**Records for the task:**
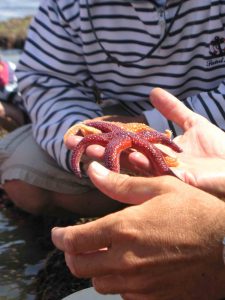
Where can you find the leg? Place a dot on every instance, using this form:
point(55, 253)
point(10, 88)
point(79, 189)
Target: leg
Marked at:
point(37, 200)
point(36, 184)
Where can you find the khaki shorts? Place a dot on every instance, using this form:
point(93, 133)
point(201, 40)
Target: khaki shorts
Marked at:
point(21, 158)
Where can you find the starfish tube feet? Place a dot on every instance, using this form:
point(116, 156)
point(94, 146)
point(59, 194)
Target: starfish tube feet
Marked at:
point(117, 137)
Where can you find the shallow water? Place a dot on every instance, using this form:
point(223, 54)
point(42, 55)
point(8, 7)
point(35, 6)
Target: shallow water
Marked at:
point(21, 254)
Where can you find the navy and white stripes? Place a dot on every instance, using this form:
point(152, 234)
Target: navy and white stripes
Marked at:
point(67, 56)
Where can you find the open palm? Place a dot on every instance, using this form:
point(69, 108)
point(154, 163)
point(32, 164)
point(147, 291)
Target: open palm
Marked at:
point(202, 162)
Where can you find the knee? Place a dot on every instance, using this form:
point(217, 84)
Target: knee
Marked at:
point(27, 197)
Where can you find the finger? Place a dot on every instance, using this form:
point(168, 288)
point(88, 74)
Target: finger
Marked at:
point(90, 264)
point(83, 238)
point(132, 190)
point(72, 141)
point(172, 108)
point(95, 152)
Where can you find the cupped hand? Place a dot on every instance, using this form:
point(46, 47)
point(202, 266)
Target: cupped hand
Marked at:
point(166, 248)
point(202, 162)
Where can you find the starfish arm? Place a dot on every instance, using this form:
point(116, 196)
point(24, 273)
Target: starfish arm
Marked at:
point(104, 126)
point(113, 151)
point(159, 138)
point(79, 150)
point(153, 154)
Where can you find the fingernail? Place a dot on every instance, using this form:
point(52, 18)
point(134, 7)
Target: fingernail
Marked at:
point(55, 228)
point(99, 169)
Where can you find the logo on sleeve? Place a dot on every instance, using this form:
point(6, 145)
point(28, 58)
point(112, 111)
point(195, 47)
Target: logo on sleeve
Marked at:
point(216, 51)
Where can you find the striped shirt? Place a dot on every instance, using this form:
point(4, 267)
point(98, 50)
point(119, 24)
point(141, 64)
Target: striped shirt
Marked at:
point(123, 49)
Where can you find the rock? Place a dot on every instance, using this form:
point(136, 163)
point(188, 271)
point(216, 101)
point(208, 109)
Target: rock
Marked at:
point(13, 33)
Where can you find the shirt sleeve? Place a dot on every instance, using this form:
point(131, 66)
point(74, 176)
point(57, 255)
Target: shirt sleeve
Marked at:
point(56, 86)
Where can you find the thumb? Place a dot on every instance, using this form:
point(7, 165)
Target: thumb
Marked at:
point(172, 108)
point(124, 188)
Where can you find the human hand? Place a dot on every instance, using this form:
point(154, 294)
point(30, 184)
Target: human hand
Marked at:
point(202, 162)
point(166, 248)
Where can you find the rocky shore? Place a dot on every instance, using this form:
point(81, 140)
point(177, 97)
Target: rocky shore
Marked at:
point(13, 33)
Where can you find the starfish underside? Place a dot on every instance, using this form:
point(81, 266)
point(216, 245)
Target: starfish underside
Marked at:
point(117, 137)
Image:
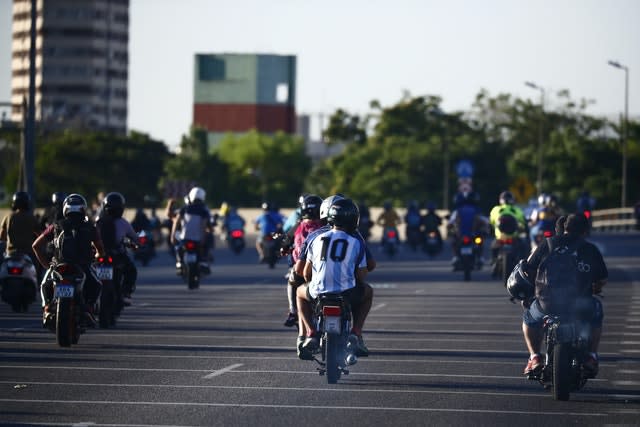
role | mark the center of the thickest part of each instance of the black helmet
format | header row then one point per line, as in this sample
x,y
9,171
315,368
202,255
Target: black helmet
x,y
506,198
310,207
57,198
20,200
344,214
113,204
518,285
74,203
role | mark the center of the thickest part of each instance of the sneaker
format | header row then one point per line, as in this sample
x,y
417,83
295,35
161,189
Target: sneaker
x,y
302,353
310,344
292,320
591,366
361,348
534,364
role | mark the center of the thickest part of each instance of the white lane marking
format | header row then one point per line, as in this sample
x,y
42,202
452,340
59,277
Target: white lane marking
x,y
378,306
298,407
222,371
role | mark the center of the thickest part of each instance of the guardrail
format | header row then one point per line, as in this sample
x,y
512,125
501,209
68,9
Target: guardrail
x,y
619,219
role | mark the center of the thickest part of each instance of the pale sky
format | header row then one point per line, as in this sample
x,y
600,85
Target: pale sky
x,y
352,51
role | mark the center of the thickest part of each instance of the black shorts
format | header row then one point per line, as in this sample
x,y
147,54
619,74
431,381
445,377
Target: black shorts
x,y
355,295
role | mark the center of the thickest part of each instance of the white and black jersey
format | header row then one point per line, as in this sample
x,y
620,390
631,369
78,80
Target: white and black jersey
x,y
335,256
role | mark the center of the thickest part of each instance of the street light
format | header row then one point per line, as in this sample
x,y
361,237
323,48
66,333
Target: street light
x,y
540,134
625,133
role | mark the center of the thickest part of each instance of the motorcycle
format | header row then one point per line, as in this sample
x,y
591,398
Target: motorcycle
x,y
468,255
235,240
433,243
390,241
332,319
145,249
191,268
568,342
18,280
66,305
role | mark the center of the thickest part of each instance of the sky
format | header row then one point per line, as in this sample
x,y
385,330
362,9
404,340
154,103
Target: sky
x,y
350,52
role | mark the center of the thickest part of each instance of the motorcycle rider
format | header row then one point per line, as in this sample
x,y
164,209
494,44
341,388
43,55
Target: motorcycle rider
x,y
114,229
54,213
412,219
310,214
592,276
359,311
431,221
330,274
74,211
465,220
270,221
508,221
193,222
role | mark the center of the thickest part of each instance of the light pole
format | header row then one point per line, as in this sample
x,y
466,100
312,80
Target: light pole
x,y
625,134
540,134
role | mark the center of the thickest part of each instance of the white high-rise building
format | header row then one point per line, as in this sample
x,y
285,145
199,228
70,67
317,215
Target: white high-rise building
x,y
82,59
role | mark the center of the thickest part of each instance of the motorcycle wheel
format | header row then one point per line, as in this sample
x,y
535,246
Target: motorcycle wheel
x,y
331,359
561,371
65,324
107,305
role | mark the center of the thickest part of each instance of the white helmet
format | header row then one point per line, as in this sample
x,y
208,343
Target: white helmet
x,y
197,193
326,204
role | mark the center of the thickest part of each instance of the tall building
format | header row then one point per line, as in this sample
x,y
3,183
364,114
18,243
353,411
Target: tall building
x,y
82,59
240,92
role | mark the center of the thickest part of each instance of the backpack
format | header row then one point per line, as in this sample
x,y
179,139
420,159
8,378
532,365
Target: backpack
x,y
557,284
72,242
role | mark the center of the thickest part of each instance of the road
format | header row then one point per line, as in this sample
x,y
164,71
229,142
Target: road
x,y
443,352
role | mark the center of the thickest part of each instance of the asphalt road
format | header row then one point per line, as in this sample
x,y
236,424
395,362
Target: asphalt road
x,y
443,352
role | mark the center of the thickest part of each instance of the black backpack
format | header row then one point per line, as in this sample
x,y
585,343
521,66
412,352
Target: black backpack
x,y
557,284
72,242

**To be done:**
Copy out the records from their first line through the line containing "point(36, 184)", keeping both ends, and leave out the pictures.

**Answer to this task:**
Where can you find the leg? Place a dot on every instance, using this form:
point(55, 253)
point(10, 88)
point(79, 189)
Target: leg
Marked at:
point(37, 200)
point(36, 184)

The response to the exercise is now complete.